Copy the profile of Prof. Abitbol, everything from "Prof. Abitbol brought" down to "or worse, pollution.", and rename "research chair" as "professorship" wherever it occurs.

• [EXERCISE PASSAGE]:
-- -- --

“I am continually floored by the versatility of cellulose”

Practically, two of nature’s main structural building blocks – cellulose and chitin – are assembled into functional constructions using their inherent self-assembly or directed assembly approaches, such as growth-driven assembly via the metabolism of fungal mycelium. The group’s targeted applications are in packaging and barrier materials, but also extend to other arenas that require controlled mass transport.

Prof. Abitbol brought her expertise in materials science to EPFL in June of this year. She specializes in renewable materials and was appointed to a new research chair on sustainable packaging funded jointly by BASF, Logitech, Nestlé, and SIG. The chair addresses a cross-industry need to develop better packaging solutions, with end-of-life scenarios that extend beyond incineration, landfilling, or worse, pollution.

“In my previous job, I worked closely with industry to solve their pertinent challenges,” says Abitbol. “So this opportunity to continue to engage closely with industry within an academic framework, promoting sustainable materials development, was very appealing.” Abitbol, who hails from Montreal, enjoys yoga and swimming in lakes in her spare time.

Abitbol has been studying cellulose fibers, polymers, and nanomaterials since her undergrad. “I am continually floored by the versatility of cellulose,” she says. Cellulose and its derivatives are used everywhere, in paper and board, plastics, membranes, textiles, food, pharma, personal care, and more. “Cellulose is modifiable in both chemistry and form, spanning in size from molecular to macro, and readily processed into fibers, films, nanomaterials, and hydrogels,” explains Abitbol. “This enormous possibility has fueled my interest throughout the years.”

-- -- --

• [COLLECTED DATA]:
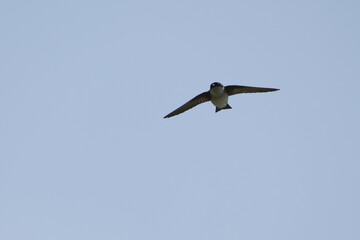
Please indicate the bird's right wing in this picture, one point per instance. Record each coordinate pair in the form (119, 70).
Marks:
(201, 98)
(235, 89)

-- -- --

• [EXERCISE OUTPUT]:
Prof. Abitbol brought her expertise in materials science to EPFL in June of this year. She specializes in renewable materials and was appointed to a new professorship on sustainable packaging funded jointly by BASF, Logitech, Nestlé, and SIG. The chair addresses a cross-industry need to develop better packaging solutions, with end-of-life scenarios that extend beyond incineration, landfilling, or worse, pollution.